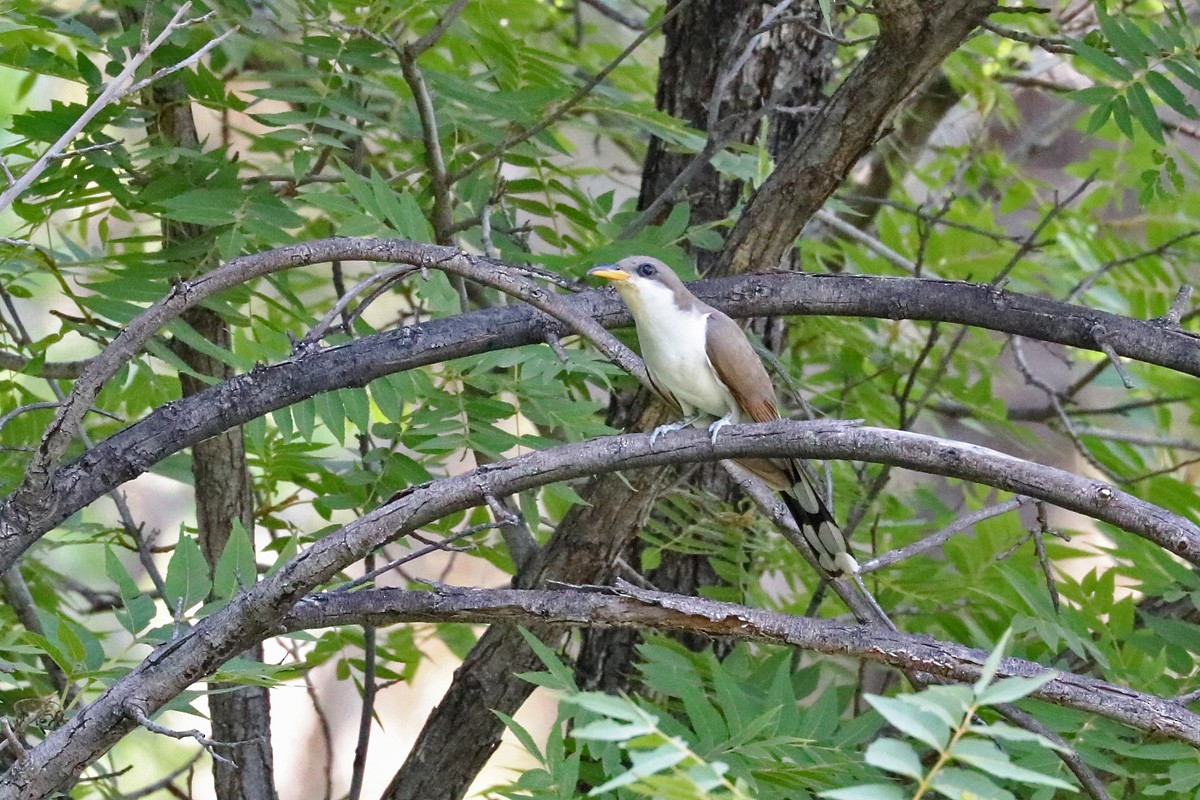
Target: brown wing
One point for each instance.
(739, 368)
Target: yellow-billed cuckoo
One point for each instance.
(700, 359)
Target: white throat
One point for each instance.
(673, 347)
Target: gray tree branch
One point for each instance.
(631, 606)
(40, 505)
(257, 612)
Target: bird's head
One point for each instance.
(642, 281)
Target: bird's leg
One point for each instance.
(672, 427)
(715, 427)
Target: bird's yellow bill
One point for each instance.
(610, 274)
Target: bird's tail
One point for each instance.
(816, 523)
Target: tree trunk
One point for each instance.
(462, 732)
(223, 494)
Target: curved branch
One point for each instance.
(25, 516)
(915, 37)
(256, 613)
(633, 607)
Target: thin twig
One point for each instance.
(605, 10)
(1179, 306)
(1101, 334)
(161, 783)
(939, 539)
(1056, 402)
(441, 545)
(1045, 42)
(1032, 239)
(1090, 281)
(366, 713)
(431, 36)
(867, 240)
(569, 103)
(117, 89)
(141, 717)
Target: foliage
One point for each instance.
(311, 128)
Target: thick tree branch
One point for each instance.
(631, 606)
(915, 37)
(34, 510)
(257, 612)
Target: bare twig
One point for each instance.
(366, 713)
(1101, 334)
(438, 546)
(563, 108)
(867, 240)
(630, 605)
(1032, 239)
(1056, 402)
(1179, 306)
(939, 539)
(141, 717)
(431, 36)
(119, 88)
(1047, 43)
(1108, 266)
(161, 783)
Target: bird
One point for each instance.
(701, 360)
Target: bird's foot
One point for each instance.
(671, 427)
(715, 427)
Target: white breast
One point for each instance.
(673, 349)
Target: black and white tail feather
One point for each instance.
(816, 523)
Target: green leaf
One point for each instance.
(1186, 71)
(911, 720)
(1126, 46)
(993, 663)
(988, 757)
(645, 764)
(203, 206)
(559, 677)
(1121, 116)
(1011, 733)
(237, 567)
(187, 576)
(894, 756)
(1170, 95)
(1144, 112)
(868, 792)
(958, 785)
(1101, 60)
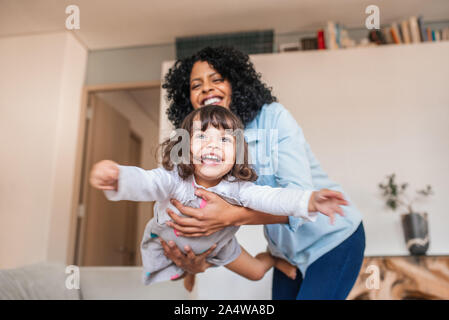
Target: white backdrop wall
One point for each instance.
(366, 112)
(41, 81)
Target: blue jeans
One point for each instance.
(331, 277)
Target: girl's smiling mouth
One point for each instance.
(211, 159)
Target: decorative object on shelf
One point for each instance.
(415, 224)
(287, 47)
(251, 42)
(402, 278)
(309, 43)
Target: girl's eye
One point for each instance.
(200, 136)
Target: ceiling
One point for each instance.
(108, 24)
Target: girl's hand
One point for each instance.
(327, 202)
(216, 215)
(104, 175)
(189, 262)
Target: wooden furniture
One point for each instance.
(402, 278)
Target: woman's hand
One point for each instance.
(104, 175)
(189, 262)
(216, 215)
(327, 202)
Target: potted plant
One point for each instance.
(414, 224)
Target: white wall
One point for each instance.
(366, 112)
(41, 80)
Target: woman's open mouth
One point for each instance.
(211, 159)
(211, 100)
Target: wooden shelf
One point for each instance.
(402, 278)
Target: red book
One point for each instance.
(321, 43)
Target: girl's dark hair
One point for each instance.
(220, 118)
(249, 93)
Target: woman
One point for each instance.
(326, 257)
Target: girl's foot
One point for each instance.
(189, 281)
(286, 268)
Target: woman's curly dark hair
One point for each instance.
(249, 93)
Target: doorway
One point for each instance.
(121, 124)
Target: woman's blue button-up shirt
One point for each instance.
(282, 157)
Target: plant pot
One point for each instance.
(416, 232)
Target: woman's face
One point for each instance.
(207, 86)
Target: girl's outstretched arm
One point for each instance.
(216, 215)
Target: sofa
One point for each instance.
(49, 281)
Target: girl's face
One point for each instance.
(213, 153)
(207, 86)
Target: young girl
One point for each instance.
(216, 160)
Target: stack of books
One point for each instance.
(411, 30)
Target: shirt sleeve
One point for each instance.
(276, 201)
(137, 184)
(292, 167)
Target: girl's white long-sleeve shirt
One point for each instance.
(161, 185)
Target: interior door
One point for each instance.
(104, 229)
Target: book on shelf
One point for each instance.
(407, 31)
(414, 30)
(321, 40)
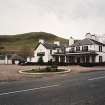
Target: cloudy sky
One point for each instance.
(62, 17)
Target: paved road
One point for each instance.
(67, 89)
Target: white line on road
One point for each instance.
(26, 90)
(91, 79)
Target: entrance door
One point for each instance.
(78, 60)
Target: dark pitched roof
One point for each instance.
(51, 46)
(87, 41)
(16, 57)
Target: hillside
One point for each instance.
(14, 43)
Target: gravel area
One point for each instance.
(10, 72)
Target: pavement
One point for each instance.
(10, 73)
(66, 89)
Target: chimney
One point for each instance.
(88, 35)
(41, 41)
(57, 43)
(71, 41)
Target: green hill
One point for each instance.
(14, 43)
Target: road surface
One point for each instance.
(66, 89)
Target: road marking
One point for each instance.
(91, 79)
(26, 90)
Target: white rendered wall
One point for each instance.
(41, 48)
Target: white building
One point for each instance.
(88, 50)
(44, 51)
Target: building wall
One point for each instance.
(46, 57)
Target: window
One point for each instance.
(72, 49)
(78, 48)
(85, 48)
(100, 59)
(100, 48)
(50, 51)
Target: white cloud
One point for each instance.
(64, 18)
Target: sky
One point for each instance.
(64, 18)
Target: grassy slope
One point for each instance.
(16, 42)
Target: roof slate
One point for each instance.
(52, 46)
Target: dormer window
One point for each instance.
(100, 48)
(85, 48)
(78, 48)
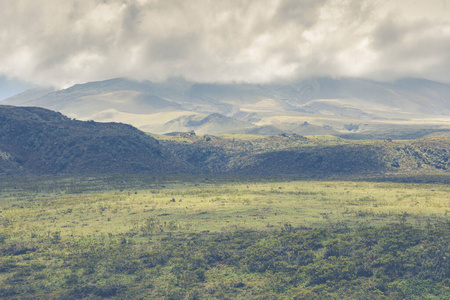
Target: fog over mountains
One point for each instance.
(313, 106)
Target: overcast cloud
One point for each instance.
(61, 43)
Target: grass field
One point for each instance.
(52, 227)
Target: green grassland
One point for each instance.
(219, 237)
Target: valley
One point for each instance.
(219, 237)
(315, 106)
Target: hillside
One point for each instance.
(39, 141)
(312, 156)
(329, 105)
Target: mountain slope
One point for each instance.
(39, 141)
(322, 102)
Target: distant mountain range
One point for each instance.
(37, 141)
(307, 107)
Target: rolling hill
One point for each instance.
(38, 141)
(329, 106)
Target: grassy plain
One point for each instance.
(196, 204)
(97, 237)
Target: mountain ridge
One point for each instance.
(330, 103)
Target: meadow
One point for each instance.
(220, 237)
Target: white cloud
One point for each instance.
(66, 42)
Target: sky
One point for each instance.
(64, 42)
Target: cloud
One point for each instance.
(65, 42)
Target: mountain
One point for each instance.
(38, 141)
(328, 105)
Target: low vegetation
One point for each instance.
(219, 237)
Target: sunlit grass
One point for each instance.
(197, 206)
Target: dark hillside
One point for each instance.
(309, 157)
(38, 141)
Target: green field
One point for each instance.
(197, 237)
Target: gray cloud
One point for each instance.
(65, 42)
·····
Reproduce all of the entries word for word, skipping any pictures they hold.

#### Reply to the exercise
Target: brown wing
One point for each instance.
(739, 368)
Target: yellow-billed cuckoo
One point for each instance.
(700, 359)
Target: white throat
One point for each instance.
(673, 347)
Target: gray tree branch
One point for each instance.
(631, 606)
(40, 505)
(257, 612)
Target: bird's head
One point for each instance.
(642, 281)
Target: bird's leg
One point for each instance.
(672, 427)
(715, 427)
Target: bird's yellow bill
One point for each instance.
(610, 274)
Target: bird's tail
One point for each instance.
(816, 523)
Target: tree trunk
One point for each instance.
(462, 732)
(223, 494)
Target: curved branch
One point for each instance.
(25, 516)
(915, 37)
(256, 613)
(633, 607)
Target: thin twig
One point for each instance.
(605, 10)
(1179, 306)
(1101, 334)
(161, 783)
(939, 539)
(1056, 402)
(441, 545)
(1045, 42)
(1032, 239)
(1090, 281)
(366, 713)
(431, 36)
(867, 240)
(569, 103)
(117, 89)
(141, 717)
Target: foliage
One point for each instance.
(311, 128)
Target: thick tree branch
One point for each instance.
(631, 606)
(915, 37)
(34, 510)
(257, 612)
Target: bare twig
One point for each instance.
(366, 713)
(1101, 334)
(438, 546)
(563, 108)
(867, 240)
(630, 605)
(1032, 239)
(1056, 402)
(1179, 306)
(939, 539)
(141, 717)
(431, 36)
(119, 88)
(1047, 43)
(1108, 266)
(161, 783)
Target: bird
One point for each instance.
(701, 360)
Target: bird's foot
One point for each instance.
(671, 427)
(715, 427)
Target: white breast
One point for each instance.
(673, 349)
Target: black and white tail feather
One point for each instance.
(816, 523)
Target: green leaf
One point for each instance.
(1186, 71)
(911, 720)
(1126, 46)
(993, 663)
(988, 757)
(645, 764)
(203, 206)
(559, 677)
(1121, 116)
(1011, 733)
(237, 567)
(187, 576)
(894, 756)
(1170, 95)
(1144, 112)
(868, 792)
(958, 785)
(1101, 60)
Target: white backdrop wall
One point for each instance.
(366, 112)
(41, 81)
Target: blue jeans
One point for each instance.
(331, 277)
Target: girl's smiling mouth
One point for each instance.
(211, 159)
Target: decorative object on shelf
One point for each instance.
(415, 224)
(287, 47)
(251, 42)
(402, 278)
(309, 43)
Target: girl's eye
One point for each instance.
(200, 136)
Target: ceiling
One point for each instance.
(108, 24)
Target: girl's hand
One point for each instance.
(327, 202)
(216, 215)
(104, 175)
(189, 262)
Target: wooden furniture
One point for each instance.
(402, 278)
Target: woman's hand
One point for each instance.
(104, 175)
(189, 262)
(216, 215)
(327, 202)
Target: potted plant
One point for each instance.
(414, 224)
Target: white wall
One point for each instance.
(366, 112)
(41, 80)
Target: woman's open mouth
One point for each instance.
(211, 159)
(211, 100)
Target: wooden shelf
One point for each instance.
(402, 278)
Target: red book
One point for each instance.
(321, 43)
Target: girl's dark hair
One point for each instance.
(220, 118)
(249, 93)
Target: woman
One point for each instance.
(326, 257)
Target: girl's foot
One point for each instance.
(189, 281)
(286, 268)
Target: woman's curly dark hair
One point for each instance.
(249, 93)
Target: doorway
One point for each instance.
(121, 124)
Target: woman's blue button-up shirt
One point for each instance.
(282, 157)
Target: plant pot
One point for each instance.
(416, 232)
Target: woman's face
One point for each instance.
(207, 86)
Target: girl's outstretched arm
One point for each instance.
(216, 215)
Target: sofa
One point for each instance.
(49, 281)
Target: girl's face
One point for each instance.
(213, 153)
(207, 86)
Target: young girl
One point for each instance.
(216, 160)
Target: stack of books
One point for each instance.
(411, 30)
Target: shirt sleeve
One point for each instance.
(276, 201)
(137, 184)
(292, 167)
Target: girl's white long-sleeve shirt
One point for each instance.
(161, 185)
Target: interior door
One point for each instance.
(104, 229)
Target: book on shelf
One point for each instance.
(407, 31)
(414, 30)
(321, 40)
Target: cloudy sky
One point for each instance.
(62, 17)
Target: paved road
One point for each instance.
(67, 89)
Target: white line on road
One point for each instance.
(26, 90)
(91, 79)
Target: entrance door
One point for each instance.
(78, 60)
Target: dark pitched roof
One point for each instance.
(51, 46)
(87, 41)
(16, 57)
Target: hillside
One point for each instance.
(14, 43)
Target: gravel area
One point for each instance.
(10, 72)
Target: pavement
One point for each instance.
(10, 73)
(66, 89)
Target: chimney
One point for each instance.
(88, 35)
(41, 41)
(57, 43)
(71, 41)
Target: green hill
One point for each instance.
(14, 43)
Target: road surface
One point for each instance.
(66, 89)
Target: road marking
One point for each instance.
(91, 79)
(26, 90)
Target: white rendered wall
One point for each instance.
(41, 48)
Target: white building
One point for each instance.
(88, 50)
(44, 51)
Target: building wall
One point for each instance.
(46, 57)
Target: window
One point for each instance.
(72, 49)
(78, 48)
(85, 48)
(100, 59)
(100, 48)
(50, 51)
Target: white cloud
One point for each instance.
(64, 18)
Target: sky
One point for each instance.
(64, 18)
Target: grassy slope
One point for each instance.
(16, 42)
Target: roof slate
One point for each instance.
(52, 46)
Target: dormer window
One point for each instance.
(100, 48)
(85, 48)
(78, 48)
Target: fog over mountains
One point for each instance.
(313, 106)
Target: overcast cloud
One point for each instance.
(61, 43)
Target: grass field
One point for each instance.
(52, 227)
Target: green grassland
One point for each instance.
(219, 237)
Target: valley
One point for each instance.
(219, 237)
(315, 106)
Target: hillside
One point for each instance.
(39, 141)
(312, 156)
(329, 105)
Target: mountain slope
One point for each instance.
(39, 141)
(322, 102)
Target: distant mountain range
One point for each instance.
(37, 141)
(307, 107)
Target: rolling hill
One point for each instance.
(38, 141)
(329, 106)
Target: grassy plain
One point for each instance.
(196, 204)
(97, 237)
Target: mountain ridge
One point for each instance.
(330, 103)
Target: meadow
One point for each instance.
(220, 237)
Target: white cloud
One point for each instance.
(66, 42)
Target: sky
One point for each instance.
(64, 42)
Target: cloud
One point for each instance.
(65, 42)
Target: mountain
One point for each instance.
(38, 141)
(328, 105)
Target: low vegetation
One point for each instance.
(219, 237)
Target: sunlit grass
One point for each instance.
(197, 206)
Target: dark hillside
One point for each instance.
(309, 157)
(38, 141)
Target: green field
One point for each instance.
(197, 237)
Target: gray cloud
One point for each instance.
(65, 42)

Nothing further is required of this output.